= PROBLEM =
Show each line of the records below where the word "outlet" appears.

= SUPPLIED ENTRIES =

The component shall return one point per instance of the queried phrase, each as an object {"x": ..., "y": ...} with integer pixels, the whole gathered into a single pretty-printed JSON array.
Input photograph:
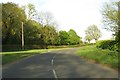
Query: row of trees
[
  {"x": 39, "y": 28},
  {"x": 92, "y": 32},
  {"x": 111, "y": 19}
]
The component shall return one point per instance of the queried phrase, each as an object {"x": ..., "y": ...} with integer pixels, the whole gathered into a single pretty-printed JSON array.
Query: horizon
[{"x": 73, "y": 14}]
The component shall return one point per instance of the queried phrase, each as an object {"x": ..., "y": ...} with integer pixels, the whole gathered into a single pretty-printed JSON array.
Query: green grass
[
  {"x": 101, "y": 56},
  {"x": 8, "y": 57}
]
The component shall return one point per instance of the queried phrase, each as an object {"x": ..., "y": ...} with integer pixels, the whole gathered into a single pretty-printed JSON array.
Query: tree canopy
[{"x": 93, "y": 32}]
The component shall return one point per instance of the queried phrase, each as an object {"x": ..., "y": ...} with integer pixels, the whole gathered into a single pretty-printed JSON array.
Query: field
[
  {"x": 8, "y": 57},
  {"x": 105, "y": 57}
]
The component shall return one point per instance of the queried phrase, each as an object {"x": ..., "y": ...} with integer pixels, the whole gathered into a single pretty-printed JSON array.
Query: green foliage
[
  {"x": 107, "y": 44},
  {"x": 49, "y": 34},
  {"x": 101, "y": 56},
  {"x": 64, "y": 38},
  {"x": 111, "y": 18},
  {"x": 73, "y": 37},
  {"x": 38, "y": 30},
  {"x": 12, "y": 18},
  {"x": 92, "y": 32},
  {"x": 32, "y": 32}
]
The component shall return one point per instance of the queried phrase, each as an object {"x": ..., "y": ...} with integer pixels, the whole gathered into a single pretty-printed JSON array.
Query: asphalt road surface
[{"x": 57, "y": 64}]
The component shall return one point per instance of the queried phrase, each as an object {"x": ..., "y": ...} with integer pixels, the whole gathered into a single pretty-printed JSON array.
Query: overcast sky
[{"x": 72, "y": 14}]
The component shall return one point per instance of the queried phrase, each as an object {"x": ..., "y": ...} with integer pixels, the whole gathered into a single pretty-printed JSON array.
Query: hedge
[{"x": 107, "y": 44}]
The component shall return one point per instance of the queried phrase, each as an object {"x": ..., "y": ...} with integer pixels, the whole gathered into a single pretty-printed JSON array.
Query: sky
[{"x": 72, "y": 14}]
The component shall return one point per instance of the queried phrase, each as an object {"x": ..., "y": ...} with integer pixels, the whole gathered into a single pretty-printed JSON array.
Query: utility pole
[{"x": 22, "y": 37}]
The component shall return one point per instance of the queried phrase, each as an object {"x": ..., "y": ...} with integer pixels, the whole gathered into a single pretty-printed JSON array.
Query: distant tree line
[{"x": 39, "y": 28}]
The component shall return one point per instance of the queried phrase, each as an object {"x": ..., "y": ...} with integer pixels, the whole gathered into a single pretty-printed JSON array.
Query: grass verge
[
  {"x": 8, "y": 57},
  {"x": 106, "y": 57}
]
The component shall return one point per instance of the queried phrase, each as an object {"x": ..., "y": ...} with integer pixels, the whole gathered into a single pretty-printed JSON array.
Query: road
[{"x": 57, "y": 64}]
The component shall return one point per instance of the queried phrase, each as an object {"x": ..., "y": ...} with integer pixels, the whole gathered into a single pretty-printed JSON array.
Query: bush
[{"x": 107, "y": 44}]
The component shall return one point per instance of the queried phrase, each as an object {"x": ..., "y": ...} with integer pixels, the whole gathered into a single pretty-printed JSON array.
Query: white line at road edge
[{"x": 53, "y": 67}]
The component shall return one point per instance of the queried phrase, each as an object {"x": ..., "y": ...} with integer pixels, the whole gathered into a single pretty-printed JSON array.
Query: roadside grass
[
  {"x": 105, "y": 57},
  {"x": 8, "y": 57}
]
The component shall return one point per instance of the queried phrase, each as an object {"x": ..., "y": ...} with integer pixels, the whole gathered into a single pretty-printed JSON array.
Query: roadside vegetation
[
  {"x": 8, "y": 57},
  {"x": 102, "y": 56}
]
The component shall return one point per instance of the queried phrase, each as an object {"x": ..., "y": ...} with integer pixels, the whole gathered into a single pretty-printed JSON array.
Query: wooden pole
[{"x": 22, "y": 37}]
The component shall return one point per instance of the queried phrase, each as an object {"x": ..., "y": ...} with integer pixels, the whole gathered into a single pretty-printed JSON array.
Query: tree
[
  {"x": 30, "y": 11},
  {"x": 111, "y": 19},
  {"x": 46, "y": 18},
  {"x": 93, "y": 32},
  {"x": 12, "y": 16},
  {"x": 110, "y": 16},
  {"x": 49, "y": 34},
  {"x": 73, "y": 37},
  {"x": 32, "y": 32},
  {"x": 64, "y": 37}
]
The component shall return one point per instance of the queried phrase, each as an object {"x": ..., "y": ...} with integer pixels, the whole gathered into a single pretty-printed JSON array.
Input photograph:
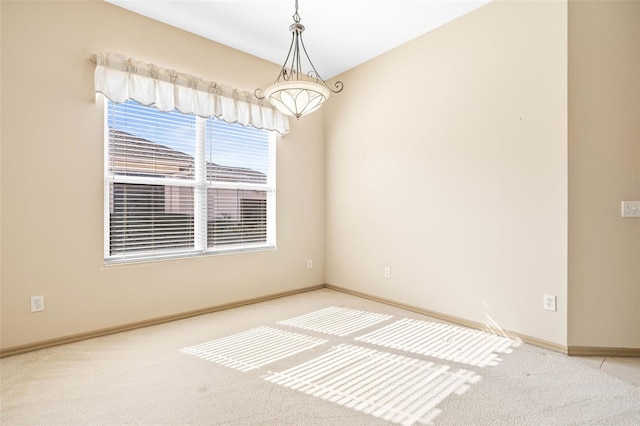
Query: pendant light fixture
[{"x": 294, "y": 92}]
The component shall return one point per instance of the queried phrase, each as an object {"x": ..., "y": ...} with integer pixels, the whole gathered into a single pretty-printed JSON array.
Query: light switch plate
[{"x": 631, "y": 209}]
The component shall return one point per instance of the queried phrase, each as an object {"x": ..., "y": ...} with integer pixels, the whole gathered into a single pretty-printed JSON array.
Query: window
[{"x": 180, "y": 185}]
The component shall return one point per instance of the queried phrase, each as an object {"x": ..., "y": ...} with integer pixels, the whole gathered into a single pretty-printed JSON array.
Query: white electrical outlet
[
  {"x": 549, "y": 302},
  {"x": 631, "y": 209},
  {"x": 37, "y": 303}
]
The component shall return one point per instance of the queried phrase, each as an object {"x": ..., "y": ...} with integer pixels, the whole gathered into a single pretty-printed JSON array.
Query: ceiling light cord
[{"x": 293, "y": 92}]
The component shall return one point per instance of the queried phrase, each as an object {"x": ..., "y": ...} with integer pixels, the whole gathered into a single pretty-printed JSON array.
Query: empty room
[{"x": 306, "y": 212}]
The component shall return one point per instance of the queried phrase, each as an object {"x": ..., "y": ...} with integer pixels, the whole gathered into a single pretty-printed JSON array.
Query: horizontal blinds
[
  {"x": 147, "y": 142},
  {"x": 183, "y": 185}
]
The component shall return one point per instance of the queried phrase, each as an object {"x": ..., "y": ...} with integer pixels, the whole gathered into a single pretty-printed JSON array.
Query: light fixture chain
[{"x": 296, "y": 16}]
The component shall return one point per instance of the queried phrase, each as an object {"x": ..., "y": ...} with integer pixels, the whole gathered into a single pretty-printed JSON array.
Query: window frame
[{"x": 200, "y": 184}]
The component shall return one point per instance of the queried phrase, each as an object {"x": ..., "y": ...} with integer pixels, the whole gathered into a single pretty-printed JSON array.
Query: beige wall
[
  {"x": 52, "y": 138},
  {"x": 447, "y": 161},
  {"x": 501, "y": 147},
  {"x": 604, "y": 169}
]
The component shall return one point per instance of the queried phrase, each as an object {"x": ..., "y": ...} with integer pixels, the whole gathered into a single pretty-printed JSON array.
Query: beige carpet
[{"x": 319, "y": 358}]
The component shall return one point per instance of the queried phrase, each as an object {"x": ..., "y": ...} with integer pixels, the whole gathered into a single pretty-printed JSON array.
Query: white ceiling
[{"x": 339, "y": 35}]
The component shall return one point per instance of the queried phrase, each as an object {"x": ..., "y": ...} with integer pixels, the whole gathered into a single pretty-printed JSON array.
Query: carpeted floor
[{"x": 319, "y": 358}]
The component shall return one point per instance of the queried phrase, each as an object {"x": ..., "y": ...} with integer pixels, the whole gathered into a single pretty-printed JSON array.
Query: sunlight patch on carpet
[
  {"x": 336, "y": 321},
  {"x": 254, "y": 348},
  {"x": 392, "y": 387},
  {"x": 443, "y": 341}
]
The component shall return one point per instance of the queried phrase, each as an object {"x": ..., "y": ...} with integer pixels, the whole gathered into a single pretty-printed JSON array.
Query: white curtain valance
[{"x": 120, "y": 78}]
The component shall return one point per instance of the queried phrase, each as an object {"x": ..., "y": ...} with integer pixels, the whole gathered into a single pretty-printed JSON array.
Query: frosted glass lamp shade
[{"x": 297, "y": 98}]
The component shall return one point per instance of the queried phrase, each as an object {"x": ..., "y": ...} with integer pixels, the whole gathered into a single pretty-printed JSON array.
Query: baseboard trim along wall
[
  {"x": 155, "y": 321},
  {"x": 458, "y": 321},
  {"x": 570, "y": 350},
  {"x": 604, "y": 352}
]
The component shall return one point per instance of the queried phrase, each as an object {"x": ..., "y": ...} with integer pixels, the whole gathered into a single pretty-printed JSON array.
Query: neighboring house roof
[{"x": 135, "y": 156}]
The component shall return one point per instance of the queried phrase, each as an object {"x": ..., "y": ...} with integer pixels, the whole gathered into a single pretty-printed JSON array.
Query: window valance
[{"x": 120, "y": 78}]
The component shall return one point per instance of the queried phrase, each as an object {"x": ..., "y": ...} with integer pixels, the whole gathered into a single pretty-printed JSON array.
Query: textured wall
[
  {"x": 447, "y": 161},
  {"x": 52, "y": 184},
  {"x": 604, "y": 169}
]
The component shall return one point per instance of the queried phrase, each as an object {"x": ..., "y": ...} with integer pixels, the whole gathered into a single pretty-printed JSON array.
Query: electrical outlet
[
  {"x": 37, "y": 303},
  {"x": 549, "y": 302},
  {"x": 631, "y": 209}
]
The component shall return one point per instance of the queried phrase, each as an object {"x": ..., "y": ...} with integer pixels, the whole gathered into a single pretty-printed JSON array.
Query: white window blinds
[{"x": 181, "y": 185}]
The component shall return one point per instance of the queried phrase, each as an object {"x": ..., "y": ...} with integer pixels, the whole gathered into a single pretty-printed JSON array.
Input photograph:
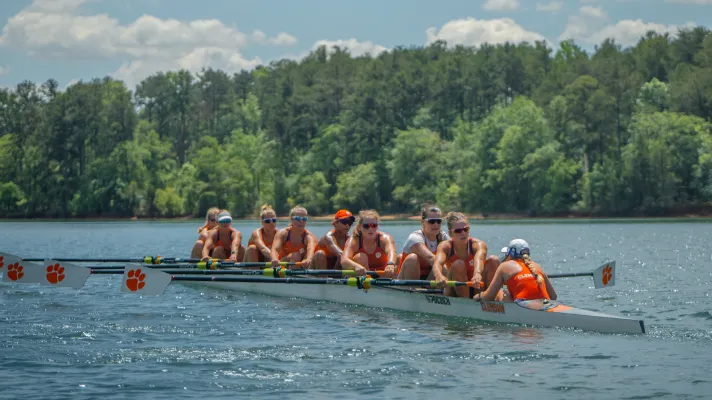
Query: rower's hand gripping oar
[
  {"x": 53, "y": 273},
  {"x": 603, "y": 276}
]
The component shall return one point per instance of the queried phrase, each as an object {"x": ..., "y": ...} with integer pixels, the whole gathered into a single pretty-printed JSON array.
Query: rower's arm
[
  {"x": 277, "y": 244},
  {"x": 236, "y": 240},
  {"x": 259, "y": 243},
  {"x": 439, "y": 260},
  {"x": 347, "y": 256},
  {"x": 390, "y": 249},
  {"x": 330, "y": 243},
  {"x": 423, "y": 252},
  {"x": 549, "y": 287},
  {"x": 311, "y": 245},
  {"x": 495, "y": 285}
]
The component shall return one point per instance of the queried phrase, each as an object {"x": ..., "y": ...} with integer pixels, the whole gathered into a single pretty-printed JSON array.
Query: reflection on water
[{"x": 205, "y": 342}]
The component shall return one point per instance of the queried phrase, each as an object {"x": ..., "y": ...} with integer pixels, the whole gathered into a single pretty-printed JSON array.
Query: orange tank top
[
  {"x": 262, "y": 231},
  {"x": 523, "y": 285},
  {"x": 469, "y": 261},
  {"x": 220, "y": 243},
  {"x": 288, "y": 247},
  {"x": 326, "y": 249},
  {"x": 376, "y": 260}
]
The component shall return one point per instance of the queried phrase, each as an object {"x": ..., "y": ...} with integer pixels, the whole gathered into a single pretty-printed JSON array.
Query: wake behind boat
[{"x": 377, "y": 293}]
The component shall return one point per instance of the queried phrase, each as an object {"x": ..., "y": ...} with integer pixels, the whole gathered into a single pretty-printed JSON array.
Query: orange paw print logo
[
  {"x": 14, "y": 271},
  {"x": 607, "y": 274},
  {"x": 55, "y": 274},
  {"x": 135, "y": 281}
]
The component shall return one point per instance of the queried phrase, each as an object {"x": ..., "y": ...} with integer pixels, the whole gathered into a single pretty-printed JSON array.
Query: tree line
[{"x": 491, "y": 129}]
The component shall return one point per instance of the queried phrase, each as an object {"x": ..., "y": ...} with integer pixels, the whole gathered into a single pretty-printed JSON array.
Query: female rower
[
  {"x": 294, "y": 243},
  {"x": 224, "y": 241},
  {"x": 210, "y": 223},
  {"x": 419, "y": 249},
  {"x": 259, "y": 246},
  {"x": 331, "y": 245},
  {"x": 463, "y": 257},
  {"x": 525, "y": 279},
  {"x": 368, "y": 248}
]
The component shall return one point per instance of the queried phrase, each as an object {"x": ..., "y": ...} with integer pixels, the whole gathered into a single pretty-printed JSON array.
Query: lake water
[{"x": 200, "y": 342}]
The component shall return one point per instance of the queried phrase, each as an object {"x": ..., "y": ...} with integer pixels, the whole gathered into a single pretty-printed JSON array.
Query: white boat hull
[{"x": 527, "y": 313}]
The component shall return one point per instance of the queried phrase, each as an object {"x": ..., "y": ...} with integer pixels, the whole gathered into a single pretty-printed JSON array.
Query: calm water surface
[{"x": 199, "y": 342}]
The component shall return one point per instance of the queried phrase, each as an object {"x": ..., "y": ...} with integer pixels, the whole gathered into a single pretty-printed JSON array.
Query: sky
[{"x": 74, "y": 40}]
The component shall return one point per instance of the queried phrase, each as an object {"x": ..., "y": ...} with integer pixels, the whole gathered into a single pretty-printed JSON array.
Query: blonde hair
[
  {"x": 363, "y": 214},
  {"x": 265, "y": 209},
  {"x": 428, "y": 207},
  {"x": 528, "y": 262},
  {"x": 211, "y": 211},
  {"x": 452, "y": 218}
]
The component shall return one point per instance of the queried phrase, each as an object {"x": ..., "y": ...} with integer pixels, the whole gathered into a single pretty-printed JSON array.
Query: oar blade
[
  {"x": 16, "y": 270},
  {"x": 145, "y": 281},
  {"x": 64, "y": 274},
  {"x": 605, "y": 275}
]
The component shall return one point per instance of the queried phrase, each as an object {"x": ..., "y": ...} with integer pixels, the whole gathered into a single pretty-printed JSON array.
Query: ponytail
[{"x": 528, "y": 262}]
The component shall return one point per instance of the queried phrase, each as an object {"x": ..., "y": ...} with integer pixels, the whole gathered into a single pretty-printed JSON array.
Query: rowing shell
[{"x": 533, "y": 312}]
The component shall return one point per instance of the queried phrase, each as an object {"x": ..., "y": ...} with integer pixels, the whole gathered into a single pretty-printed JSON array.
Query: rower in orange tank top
[
  {"x": 331, "y": 245},
  {"x": 368, "y": 248},
  {"x": 469, "y": 261},
  {"x": 525, "y": 279}
]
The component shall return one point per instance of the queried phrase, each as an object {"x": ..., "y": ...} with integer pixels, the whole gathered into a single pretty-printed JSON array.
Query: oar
[
  {"x": 145, "y": 260},
  {"x": 156, "y": 260},
  {"x": 154, "y": 282},
  {"x": 603, "y": 276},
  {"x": 273, "y": 272}
]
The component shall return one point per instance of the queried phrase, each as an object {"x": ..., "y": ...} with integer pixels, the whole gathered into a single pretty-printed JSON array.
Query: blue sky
[{"x": 71, "y": 40}]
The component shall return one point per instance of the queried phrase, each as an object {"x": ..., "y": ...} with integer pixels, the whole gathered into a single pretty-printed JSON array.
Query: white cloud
[
  {"x": 593, "y": 12},
  {"x": 58, "y": 29},
  {"x": 355, "y": 47},
  {"x": 628, "y": 32},
  {"x": 550, "y": 6},
  {"x": 474, "y": 32},
  {"x": 501, "y": 5}
]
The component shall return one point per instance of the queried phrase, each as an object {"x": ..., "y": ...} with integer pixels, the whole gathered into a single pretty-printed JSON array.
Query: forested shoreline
[{"x": 498, "y": 129}]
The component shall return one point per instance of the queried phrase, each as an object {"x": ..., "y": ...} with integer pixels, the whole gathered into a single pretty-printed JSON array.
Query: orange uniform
[
  {"x": 469, "y": 261},
  {"x": 331, "y": 257},
  {"x": 260, "y": 256},
  {"x": 376, "y": 260},
  {"x": 523, "y": 286},
  {"x": 223, "y": 242},
  {"x": 288, "y": 247}
]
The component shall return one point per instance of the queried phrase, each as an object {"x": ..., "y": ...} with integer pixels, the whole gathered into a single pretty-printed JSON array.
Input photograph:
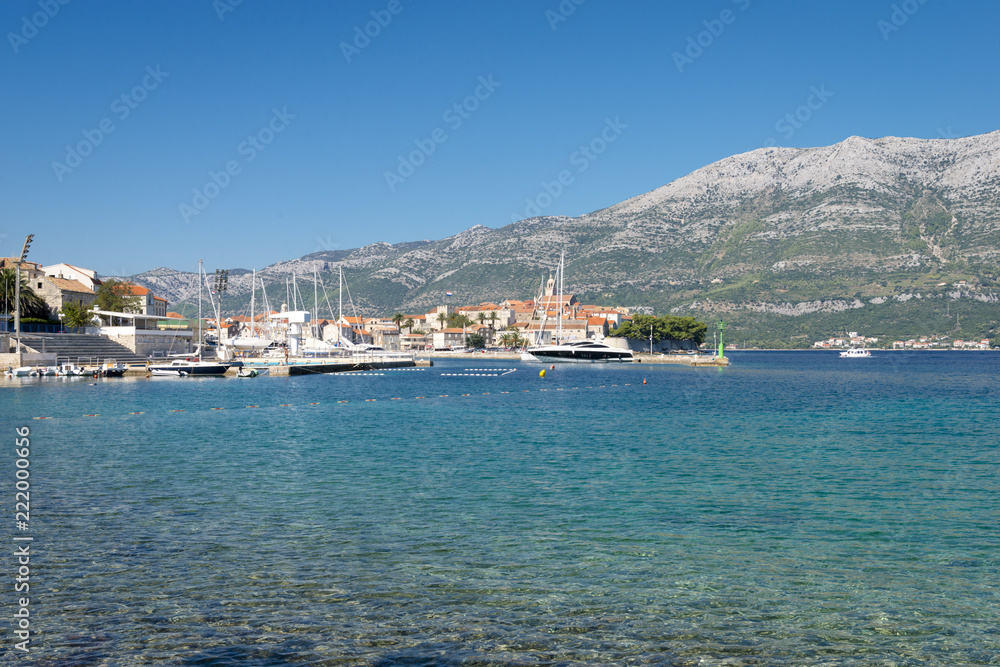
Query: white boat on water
[
  {"x": 574, "y": 351},
  {"x": 186, "y": 367},
  {"x": 579, "y": 351}
]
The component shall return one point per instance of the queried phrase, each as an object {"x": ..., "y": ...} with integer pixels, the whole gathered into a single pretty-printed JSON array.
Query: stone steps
[{"x": 82, "y": 349}]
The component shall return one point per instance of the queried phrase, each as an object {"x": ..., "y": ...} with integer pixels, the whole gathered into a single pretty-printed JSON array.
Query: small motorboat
[
  {"x": 190, "y": 366},
  {"x": 111, "y": 368}
]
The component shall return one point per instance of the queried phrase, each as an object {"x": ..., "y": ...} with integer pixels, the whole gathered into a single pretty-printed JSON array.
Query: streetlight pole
[{"x": 17, "y": 291}]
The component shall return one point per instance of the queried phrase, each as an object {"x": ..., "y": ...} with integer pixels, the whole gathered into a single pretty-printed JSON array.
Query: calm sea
[{"x": 794, "y": 509}]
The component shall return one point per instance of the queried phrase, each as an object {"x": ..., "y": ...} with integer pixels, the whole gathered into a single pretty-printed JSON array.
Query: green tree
[
  {"x": 32, "y": 305},
  {"x": 77, "y": 315},
  {"x": 116, "y": 296},
  {"x": 667, "y": 327}
]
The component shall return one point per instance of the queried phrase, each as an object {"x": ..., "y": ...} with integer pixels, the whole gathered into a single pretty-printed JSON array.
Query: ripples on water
[{"x": 794, "y": 509}]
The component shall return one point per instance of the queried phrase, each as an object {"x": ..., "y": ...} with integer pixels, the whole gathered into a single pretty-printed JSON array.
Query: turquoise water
[{"x": 794, "y": 509}]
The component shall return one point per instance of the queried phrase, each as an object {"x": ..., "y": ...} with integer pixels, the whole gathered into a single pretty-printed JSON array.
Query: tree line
[{"x": 665, "y": 327}]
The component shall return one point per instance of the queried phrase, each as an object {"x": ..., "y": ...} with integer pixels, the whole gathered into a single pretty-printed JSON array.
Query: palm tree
[{"x": 32, "y": 305}]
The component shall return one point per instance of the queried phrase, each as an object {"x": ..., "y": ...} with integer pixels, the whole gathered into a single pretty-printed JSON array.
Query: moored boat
[
  {"x": 186, "y": 367},
  {"x": 580, "y": 351}
]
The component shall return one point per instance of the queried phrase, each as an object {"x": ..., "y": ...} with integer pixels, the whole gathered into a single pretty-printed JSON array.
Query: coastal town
[{"x": 146, "y": 328}]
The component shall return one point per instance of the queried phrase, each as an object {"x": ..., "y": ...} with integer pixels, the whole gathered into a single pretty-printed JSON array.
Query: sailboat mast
[
  {"x": 253, "y": 295},
  {"x": 559, "y": 304},
  {"x": 201, "y": 324}
]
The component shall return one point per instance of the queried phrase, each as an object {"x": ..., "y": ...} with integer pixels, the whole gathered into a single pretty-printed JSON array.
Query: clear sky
[{"x": 139, "y": 134}]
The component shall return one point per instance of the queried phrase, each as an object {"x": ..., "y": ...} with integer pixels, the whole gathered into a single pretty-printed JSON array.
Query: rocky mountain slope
[{"x": 787, "y": 231}]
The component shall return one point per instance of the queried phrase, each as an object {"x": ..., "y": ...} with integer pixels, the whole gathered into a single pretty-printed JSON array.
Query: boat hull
[
  {"x": 578, "y": 356},
  {"x": 196, "y": 369}
]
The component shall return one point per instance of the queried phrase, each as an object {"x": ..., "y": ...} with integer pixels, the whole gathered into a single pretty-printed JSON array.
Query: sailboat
[
  {"x": 251, "y": 341},
  {"x": 576, "y": 351},
  {"x": 194, "y": 365}
]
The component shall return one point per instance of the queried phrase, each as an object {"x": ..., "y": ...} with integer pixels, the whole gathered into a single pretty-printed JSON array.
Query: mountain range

= RESULT FOR THIS EXERCISE =
Query: white electrical outlet
Query: electrical outlet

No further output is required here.